**Task instructions**
Output each of the entries exactly, skipping every picture they contain.

-=-=-=-=-

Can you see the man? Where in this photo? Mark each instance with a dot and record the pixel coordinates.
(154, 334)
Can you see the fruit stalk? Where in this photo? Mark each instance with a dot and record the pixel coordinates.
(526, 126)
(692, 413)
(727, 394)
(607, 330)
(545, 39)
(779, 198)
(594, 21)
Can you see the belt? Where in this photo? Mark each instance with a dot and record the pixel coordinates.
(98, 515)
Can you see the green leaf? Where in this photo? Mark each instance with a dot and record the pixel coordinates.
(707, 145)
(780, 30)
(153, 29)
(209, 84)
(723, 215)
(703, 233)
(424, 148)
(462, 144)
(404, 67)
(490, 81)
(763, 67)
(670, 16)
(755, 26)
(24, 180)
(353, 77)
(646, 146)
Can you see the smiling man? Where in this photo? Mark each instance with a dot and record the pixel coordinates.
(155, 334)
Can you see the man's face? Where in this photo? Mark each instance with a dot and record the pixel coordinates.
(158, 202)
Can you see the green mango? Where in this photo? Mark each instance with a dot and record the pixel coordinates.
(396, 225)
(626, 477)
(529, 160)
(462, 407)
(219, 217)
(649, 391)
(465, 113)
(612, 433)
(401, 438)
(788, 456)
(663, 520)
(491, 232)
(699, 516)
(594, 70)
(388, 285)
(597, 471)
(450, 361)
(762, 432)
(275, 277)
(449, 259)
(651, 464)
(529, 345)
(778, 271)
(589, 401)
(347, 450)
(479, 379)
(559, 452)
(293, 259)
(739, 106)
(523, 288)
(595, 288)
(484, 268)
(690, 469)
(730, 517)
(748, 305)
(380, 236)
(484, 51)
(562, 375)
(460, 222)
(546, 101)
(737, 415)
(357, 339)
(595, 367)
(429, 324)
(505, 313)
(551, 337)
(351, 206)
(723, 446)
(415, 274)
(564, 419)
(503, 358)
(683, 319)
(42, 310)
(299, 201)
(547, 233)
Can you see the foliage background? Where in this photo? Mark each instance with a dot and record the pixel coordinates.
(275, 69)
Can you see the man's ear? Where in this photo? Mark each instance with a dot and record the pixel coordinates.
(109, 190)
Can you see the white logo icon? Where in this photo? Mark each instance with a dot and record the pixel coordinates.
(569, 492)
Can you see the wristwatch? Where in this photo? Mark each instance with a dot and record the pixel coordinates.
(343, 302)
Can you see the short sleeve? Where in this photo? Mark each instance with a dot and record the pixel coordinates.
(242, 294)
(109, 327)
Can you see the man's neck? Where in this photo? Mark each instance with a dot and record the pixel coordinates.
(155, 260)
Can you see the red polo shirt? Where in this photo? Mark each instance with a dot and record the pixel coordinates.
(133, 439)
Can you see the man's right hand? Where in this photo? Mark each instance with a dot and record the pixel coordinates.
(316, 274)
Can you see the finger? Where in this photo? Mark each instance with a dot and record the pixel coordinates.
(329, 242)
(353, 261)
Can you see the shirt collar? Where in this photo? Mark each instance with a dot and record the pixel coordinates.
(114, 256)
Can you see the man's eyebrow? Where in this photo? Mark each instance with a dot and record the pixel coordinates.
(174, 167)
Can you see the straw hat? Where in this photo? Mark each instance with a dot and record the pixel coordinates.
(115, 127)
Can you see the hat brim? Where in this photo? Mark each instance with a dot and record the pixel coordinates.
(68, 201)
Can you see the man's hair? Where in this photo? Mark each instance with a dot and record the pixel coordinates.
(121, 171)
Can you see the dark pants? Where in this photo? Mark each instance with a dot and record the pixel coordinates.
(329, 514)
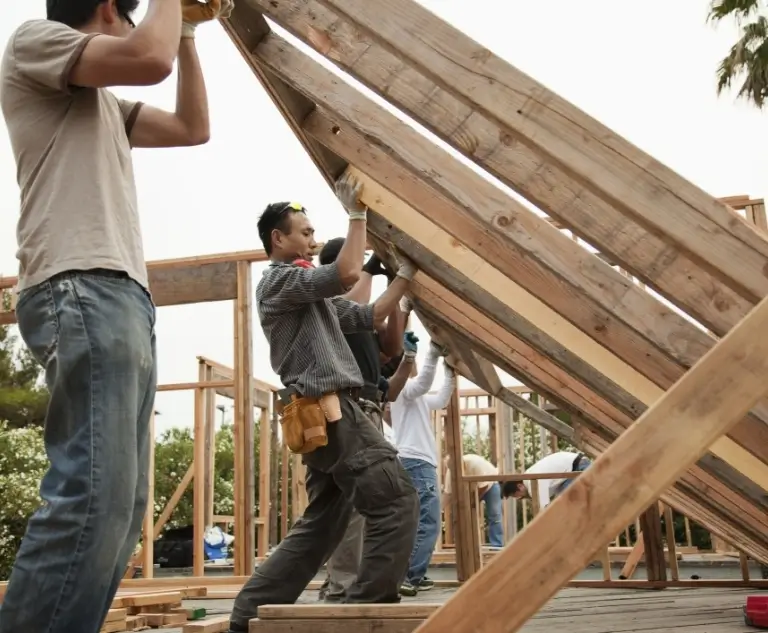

-=-=-=-=-

**Task output**
Can you see the man? Where in this photo? Mark each instance with a dot and record the pixel coordinates.
(154, 334)
Can you see the fruit stalk? Where in this photo? Mark each instance with a dot and record the pixel coordinates.
(526, 126)
(692, 413)
(727, 394)
(607, 330)
(545, 39)
(779, 198)
(594, 21)
Can you see the belt? Where in this photo? Mark each instance with a dot and record the pixel coordinates.
(98, 515)
Can you see the green leaf? Where in this photo? Mark each instance with a dot and record the pixel coordinates.
(707, 145)
(780, 30)
(153, 29)
(209, 84)
(723, 215)
(703, 233)
(424, 148)
(462, 144)
(404, 67)
(490, 81)
(763, 67)
(670, 16)
(755, 26)
(24, 180)
(353, 77)
(646, 146)
Can you see the smiling man? Where in this photo? Mark each instance with a dot and record the pixel coordinates.
(155, 334)
Can you see the man's face? Where in this photo? Mark each instance with a dot and record the pixel coordinates.
(158, 202)
Can you see the green mango? Where in this photo? Mark each instance with a dot and record the pixel coordinates.
(396, 225)
(626, 477)
(529, 160)
(462, 407)
(219, 217)
(649, 391)
(465, 113)
(612, 433)
(401, 438)
(788, 456)
(663, 520)
(491, 232)
(699, 516)
(594, 70)
(388, 285)
(597, 471)
(450, 361)
(762, 432)
(275, 277)
(449, 259)
(651, 464)
(529, 345)
(778, 271)
(589, 401)
(347, 450)
(479, 379)
(559, 452)
(293, 259)
(739, 106)
(523, 288)
(595, 288)
(484, 268)
(690, 469)
(730, 517)
(748, 305)
(380, 236)
(484, 51)
(562, 375)
(460, 222)
(546, 101)
(737, 415)
(357, 339)
(595, 367)
(429, 324)
(505, 313)
(551, 337)
(351, 206)
(723, 446)
(415, 274)
(564, 419)
(503, 358)
(683, 319)
(42, 310)
(299, 201)
(547, 233)
Can you see the foliage background? Where in this photo? Mark each instance with a dot and record the pixel coordinates.
(275, 69)
Can you see the man's ear? Where in this photo? Mark each instance with a dot and record the pixel coordinates.
(109, 190)
Can you see the white logo icon? Where in this photo? Mark each instance with a dot and record the pixel coordinates.
(569, 492)
Can you see the wristwatch? Where in this photo? Mark each instance with a dot and record the pixel coordinates.
(343, 302)
Can you see the short sleeve? Where in this photo? Mark each instance with a dot and record the pixel coordinates.
(242, 294)
(109, 327)
Can you see the man's neck? Where in this photo? Mark each instance with a dot and record the pixel coordinates.
(155, 260)
Can you see the red polo shirt? Where in this photo? Mark each instance with a dot and record the pixel coordinates.
(133, 439)
Can you see the man's right hand? Where in this photo? Mark each instance with a dot and record the pixel coordinates.
(316, 274)
Can you see the finger? Where in this photo? Mark each instance with a dot and record the pixel coordinates.
(329, 242)
(353, 261)
Can you see the shirt collar? Where in this photo? Mark each instance with a dot and record the pixel coordinates.
(114, 256)
Can you see the man's eyebrow? Where in this photo? Mark each instance with a dot and record the pixel coordinates.
(174, 167)
Can you see the straw hat? Where in this photo? Mark each instance with a dot and record the pixel coordinates.
(115, 127)
Can you see the hat brim? Where in this photo? Mark each instance with a dot and record the pixel coordinates.
(68, 201)
Can you see the man's hair? Where in this photo? Mark each instance with a dot and record the pixel coordinates.
(121, 171)
Can you see the dark pants? Where in this photo? Mark each instance with a dot and record the pixel coordinates.
(329, 514)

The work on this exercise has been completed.